## DATA RECORDS
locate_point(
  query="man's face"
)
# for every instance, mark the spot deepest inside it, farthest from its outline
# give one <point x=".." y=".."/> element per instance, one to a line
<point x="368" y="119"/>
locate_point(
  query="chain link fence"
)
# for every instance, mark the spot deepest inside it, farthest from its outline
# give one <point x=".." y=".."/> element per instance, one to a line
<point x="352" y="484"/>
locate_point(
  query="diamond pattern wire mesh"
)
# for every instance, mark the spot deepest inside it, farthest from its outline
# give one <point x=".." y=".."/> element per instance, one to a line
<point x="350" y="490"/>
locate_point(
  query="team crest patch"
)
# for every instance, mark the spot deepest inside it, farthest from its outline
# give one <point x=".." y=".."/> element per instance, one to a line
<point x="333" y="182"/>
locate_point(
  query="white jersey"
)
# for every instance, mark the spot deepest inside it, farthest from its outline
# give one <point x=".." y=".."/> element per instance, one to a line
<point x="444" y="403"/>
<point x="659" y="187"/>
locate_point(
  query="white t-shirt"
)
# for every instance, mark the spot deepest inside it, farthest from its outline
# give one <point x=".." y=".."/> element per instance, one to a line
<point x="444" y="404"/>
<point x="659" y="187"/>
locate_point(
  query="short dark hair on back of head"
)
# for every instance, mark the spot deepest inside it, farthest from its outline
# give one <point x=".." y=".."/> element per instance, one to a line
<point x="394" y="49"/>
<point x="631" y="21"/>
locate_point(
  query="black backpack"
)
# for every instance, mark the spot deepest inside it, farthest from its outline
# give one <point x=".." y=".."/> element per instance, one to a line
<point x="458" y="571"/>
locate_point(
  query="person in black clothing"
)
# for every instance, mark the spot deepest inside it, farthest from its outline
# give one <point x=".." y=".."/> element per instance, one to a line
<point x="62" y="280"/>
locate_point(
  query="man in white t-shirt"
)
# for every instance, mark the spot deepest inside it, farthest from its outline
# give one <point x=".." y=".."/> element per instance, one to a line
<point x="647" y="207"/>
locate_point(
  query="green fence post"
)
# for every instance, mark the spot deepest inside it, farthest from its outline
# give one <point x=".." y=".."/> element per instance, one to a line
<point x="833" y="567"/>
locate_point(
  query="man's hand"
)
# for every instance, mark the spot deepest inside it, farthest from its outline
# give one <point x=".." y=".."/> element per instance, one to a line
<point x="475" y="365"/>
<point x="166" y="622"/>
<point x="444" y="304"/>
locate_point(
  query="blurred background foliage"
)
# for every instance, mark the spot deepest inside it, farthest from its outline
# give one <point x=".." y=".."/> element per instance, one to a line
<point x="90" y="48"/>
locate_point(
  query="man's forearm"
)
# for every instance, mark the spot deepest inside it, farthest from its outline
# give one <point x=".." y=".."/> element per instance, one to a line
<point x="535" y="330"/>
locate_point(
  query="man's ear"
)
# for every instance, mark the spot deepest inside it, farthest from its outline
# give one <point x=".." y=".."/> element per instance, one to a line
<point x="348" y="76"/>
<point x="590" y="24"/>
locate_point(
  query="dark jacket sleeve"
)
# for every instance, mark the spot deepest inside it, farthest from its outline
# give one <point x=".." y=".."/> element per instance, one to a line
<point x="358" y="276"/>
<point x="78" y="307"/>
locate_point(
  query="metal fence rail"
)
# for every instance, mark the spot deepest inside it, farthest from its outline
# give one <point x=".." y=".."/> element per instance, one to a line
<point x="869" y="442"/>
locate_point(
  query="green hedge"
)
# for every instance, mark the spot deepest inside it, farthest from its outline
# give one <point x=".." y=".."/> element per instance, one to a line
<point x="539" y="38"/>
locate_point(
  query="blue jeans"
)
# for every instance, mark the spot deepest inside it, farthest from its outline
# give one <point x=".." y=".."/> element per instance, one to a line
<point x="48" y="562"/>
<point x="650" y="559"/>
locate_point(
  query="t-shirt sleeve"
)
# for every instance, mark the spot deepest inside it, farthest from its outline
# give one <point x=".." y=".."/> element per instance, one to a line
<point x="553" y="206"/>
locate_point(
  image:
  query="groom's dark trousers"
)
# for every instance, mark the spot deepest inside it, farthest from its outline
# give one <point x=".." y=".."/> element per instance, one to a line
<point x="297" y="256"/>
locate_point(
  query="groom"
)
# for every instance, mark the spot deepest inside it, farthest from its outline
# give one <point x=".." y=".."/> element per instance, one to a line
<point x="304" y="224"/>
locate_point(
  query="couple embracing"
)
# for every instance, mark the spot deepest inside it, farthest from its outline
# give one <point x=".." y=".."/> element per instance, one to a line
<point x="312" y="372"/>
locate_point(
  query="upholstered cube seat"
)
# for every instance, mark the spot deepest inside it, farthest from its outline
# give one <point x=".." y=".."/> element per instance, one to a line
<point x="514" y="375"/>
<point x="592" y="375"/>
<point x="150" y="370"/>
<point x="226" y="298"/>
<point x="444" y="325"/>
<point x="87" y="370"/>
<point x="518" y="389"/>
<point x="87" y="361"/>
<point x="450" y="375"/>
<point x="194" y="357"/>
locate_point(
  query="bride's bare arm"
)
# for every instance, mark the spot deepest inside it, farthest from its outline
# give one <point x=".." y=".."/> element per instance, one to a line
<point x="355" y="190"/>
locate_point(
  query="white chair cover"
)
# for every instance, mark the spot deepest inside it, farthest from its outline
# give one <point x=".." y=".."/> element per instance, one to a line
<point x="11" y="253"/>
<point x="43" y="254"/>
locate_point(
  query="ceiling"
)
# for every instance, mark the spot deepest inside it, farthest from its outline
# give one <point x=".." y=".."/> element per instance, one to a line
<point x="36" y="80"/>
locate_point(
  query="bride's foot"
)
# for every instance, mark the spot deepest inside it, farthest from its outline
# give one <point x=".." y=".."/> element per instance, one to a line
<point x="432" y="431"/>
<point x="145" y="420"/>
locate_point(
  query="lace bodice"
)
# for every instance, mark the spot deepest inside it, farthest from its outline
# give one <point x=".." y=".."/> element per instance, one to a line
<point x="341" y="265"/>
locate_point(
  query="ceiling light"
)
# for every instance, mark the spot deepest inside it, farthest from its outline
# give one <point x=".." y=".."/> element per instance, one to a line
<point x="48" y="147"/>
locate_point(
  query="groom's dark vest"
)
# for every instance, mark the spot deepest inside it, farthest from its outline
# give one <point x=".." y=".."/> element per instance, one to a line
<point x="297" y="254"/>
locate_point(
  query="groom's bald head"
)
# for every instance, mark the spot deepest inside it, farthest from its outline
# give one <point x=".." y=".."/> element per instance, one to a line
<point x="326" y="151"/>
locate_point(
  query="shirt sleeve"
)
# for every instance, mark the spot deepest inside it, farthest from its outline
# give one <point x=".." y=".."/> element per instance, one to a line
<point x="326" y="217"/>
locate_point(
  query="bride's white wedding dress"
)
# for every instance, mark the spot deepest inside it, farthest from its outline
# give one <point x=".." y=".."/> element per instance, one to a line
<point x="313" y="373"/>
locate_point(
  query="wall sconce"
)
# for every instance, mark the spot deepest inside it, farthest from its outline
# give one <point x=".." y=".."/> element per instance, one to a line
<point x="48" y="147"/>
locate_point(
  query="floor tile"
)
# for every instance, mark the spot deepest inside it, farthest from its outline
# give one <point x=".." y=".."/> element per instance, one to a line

## SHORT PROBLEM
Please output the complete data exactly.

## CORRECT RESPONSE
locate_point(
  query="man's face"
)
# for every instance, mark the spot deepest inside it, farthest from its outline
# give one <point x=".." y=".."/> element per instance, one to a line
<point x="368" y="119"/>
locate_point(
  query="chain link fence"
)
# for every instance, mark the spot deepest inside it, farthest from its outline
# give one <point x=".." y=".."/> element per instance, one to a line
<point x="352" y="484"/>
locate_point(
  query="diamond pattern wire mesh"
)
# for every instance, mark the spot deepest inside it, farthest from its outline
# give one <point x=".." y=".."/> element per instance, one to a line
<point x="350" y="490"/>
locate_point(
  query="team crest patch"
)
# for every instance, mark the spot deepest inside it, farthest from its outline
# give one <point x=".." y=".."/> element per instance, one to a line
<point x="333" y="182"/>
locate_point(
  query="white jersey"
)
# for every instance, mark the spot deepest inside it, farthest from its outline
# give one <point x=".." y=".."/> element per instance, one to a line
<point x="444" y="403"/>
<point x="659" y="187"/>
locate_point(
  query="white t-shirt"
)
# for every instance, mark the spot deepest inside it, farthest from its outline
# give one <point x=".." y=".."/> element per instance, one to a line
<point x="444" y="404"/>
<point x="659" y="187"/>
locate_point(
  query="short dark hair on back of head"
)
# for every instance, mark the spot deepest inside it, farthest from its outline
# give one <point x=".." y=".."/> element per instance, one to a line
<point x="394" y="49"/>
<point x="631" y="21"/>
locate_point(
  query="black backpack"
)
# for every instance, mark the spot deepest inside it, farthest from its outline
# give one <point x=".." y=".."/> element per instance, one to a line
<point x="458" y="571"/>
locate_point(
  query="person in black clothing"
)
# for every instance, mark the spot deepest inside it, farthest from its outline
# give one <point x=".." y=".."/> element per instance, one to a line
<point x="62" y="280"/>
locate_point(
  query="man in white t-shirt"
)
# for every instance, mark the spot deepest inside it, farthest from its outline
# give one <point x=".." y=".."/> element per instance, one to a line
<point x="647" y="207"/>
locate_point(
  query="green fence post"
)
# for every instance, mark the spot deepest inside it, farthest from its outline
# give one <point x=".." y=".."/> element per instance, one to a line
<point x="833" y="567"/>
locate_point(
  query="man's hand"
)
# for every instance, mark the spot deepest inside it, farthest from its outline
# give one <point x=".." y=".."/> element per instance, one to a line
<point x="475" y="365"/>
<point x="166" y="622"/>
<point x="444" y="304"/>
locate_point(
  query="blurred background foliage"
)
# for every instance, mark the spot deepest inside it, farthest from its outline
# give one <point x=".." y=".."/> element per instance, one to a line
<point x="90" y="48"/>
locate_point(
  query="man's forearm"
)
# for every instance, mark the spot deepest inside it, farthest from its outline
# give one <point x=".." y=".."/> element per instance, one to a line
<point x="535" y="330"/>
locate_point(
  query="man's ear"
)
# for every instance, mark the spot deepest inside it, farthest from its outline
# give one <point x=".." y=".."/> element per instance, one to a line
<point x="348" y="76"/>
<point x="590" y="24"/>
locate_point(
  query="dark jacket sleeve"
)
# for every instance, mark the spot deepest inside it, farthest from its outline
# give one <point x=".." y=".."/> element per instance, one to a line
<point x="358" y="276"/>
<point x="78" y="307"/>
locate_point(
  query="metal fence rail"
)
# for every instance, mark the spot deepest inside it, farthest from its outline
# give one <point x=".." y=".."/> element per instance, one to a line
<point x="869" y="442"/>
locate_point(
  query="green hedge"
)
# for every instance, mark the spot deepest inside it, farthest from its outline
# give one <point x=".." y=".."/> element per instance, one to a line
<point x="539" y="38"/>
locate_point(
  query="blue jeans"
)
# for every instance, mark the spot deepest inside it, farthest from its outline
# give one <point x=".." y=".."/> element per instance, one to a line
<point x="48" y="562"/>
<point x="650" y="559"/>
locate_point(
  query="t-shirt sleeve"
)
# for every instance, mark the spot deepest inside it, farthest from its outline
# give one <point x=".." y=".."/> element per instance, one to a line
<point x="553" y="206"/>
locate_point(
  image:
  query="groom's dark trousers"
)
# for every instance, mark the spot deepest inside it, farthest from its outline
# give one <point x=".." y=".."/> element per instance, one to a line
<point x="297" y="256"/>
locate_point(
  query="groom"
)
# for every instance, mark the spot deepest inside it, farthest from its outline
# give one <point x=".." y=".."/> element per instance, one to a line
<point x="304" y="224"/>
locate_point(
  query="couple embracing"
)
# for every instance, mark the spot deepest inside it, farthest from its outline
# give one <point x=".." y=".."/> element per instance, one to a line
<point x="312" y="372"/>
locate_point(
  query="upholstered cube seat"
)
# for every instance, mark the spot deepest inside it, farthest from its outline
# give one <point x=".." y=".."/> element per instance, one to a line
<point x="514" y="375"/>
<point x="592" y="375"/>
<point x="150" y="370"/>
<point x="226" y="298"/>
<point x="444" y="325"/>
<point x="87" y="370"/>
<point x="518" y="389"/>
<point x="87" y="361"/>
<point x="450" y="375"/>
<point x="194" y="357"/>
locate_point(
  query="bride's bare arm"
)
# for every instance, mark the spot deepest inside it, farthest from its outline
# give one <point x=".." y=".."/> element per instance, one to a line
<point x="355" y="190"/>
locate_point(
  query="white chair cover"
)
# for every instance, mark the spot deepest inside it, farthest from its outline
# give one <point x=".." y=".."/> element per instance, one to a line
<point x="11" y="253"/>
<point x="43" y="254"/>
locate_point(
  query="ceiling"
)
# for every instance, mark the spot deepest inside it, farthest from its outline
# give one <point x=".." y=".."/> element per instance, one to a line
<point x="36" y="80"/>
locate_point(
  query="bride's foot"
)
# for every instance, mark the spot deepest inside it, farthest from its outline
# give one <point x=".." y=".."/> element per instance, one to a line
<point x="432" y="431"/>
<point x="145" y="420"/>
locate_point(
  query="lace bodice"
)
# for every instance, mark the spot deepest inside it, farthest from its outline
# give one <point x=".." y=".."/> element per instance, one to a line
<point x="341" y="265"/>
locate_point(
  query="ceiling light"
)
# for every instance, mark the spot deepest inside it, farthest from its outline
# give one <point x=".." y=".."/> element per instance, one to a line
<point x="48" y="147"/>
locate_point(
  query="groom's dark vest"
)
# for every instance, mark the spot deepest inside it, farthest from its outline
# give one <point x=".." y=".."/> element per instance, one to a line
<point x="297" y="254"/>
locate_point(
  query="groom's bald head"
)
# for every instance, mark the spot deepest inside it, farthest from its outline
# give one <point x=".." y=".."/> element per instance, one to a line
<point x="326" y="151"/>
locate_point(
  query="shirt sleeve"
)
# for every instance, mark the spot deepest inside it, farthest from its outline
# give one <point x=".." y=".."/> element per instance, one to a line
<point x="326" y="217"/>
locate_point(
  query="bride's white wedding dress"
)
# for every instance, mark the spot deepest inside it, farthest from its outline
# give one <point x=".." y=".."/> element per instance, one to a line
<point x="313" y="373"/>
locate_point(
  query="wall sconce"
)
# for every instance, mark the spot deepest inside it, farthest from its outline
# give one <point x=".." y=".."/> element per instance, one to a line
<point x="48" y="147"/>
locate_point(
  query="floor tile"
)
# for every instance, mark the spot deepest inside it, farthest from its outline
# give one <point x=".." y=".."/> element per instance, one to a line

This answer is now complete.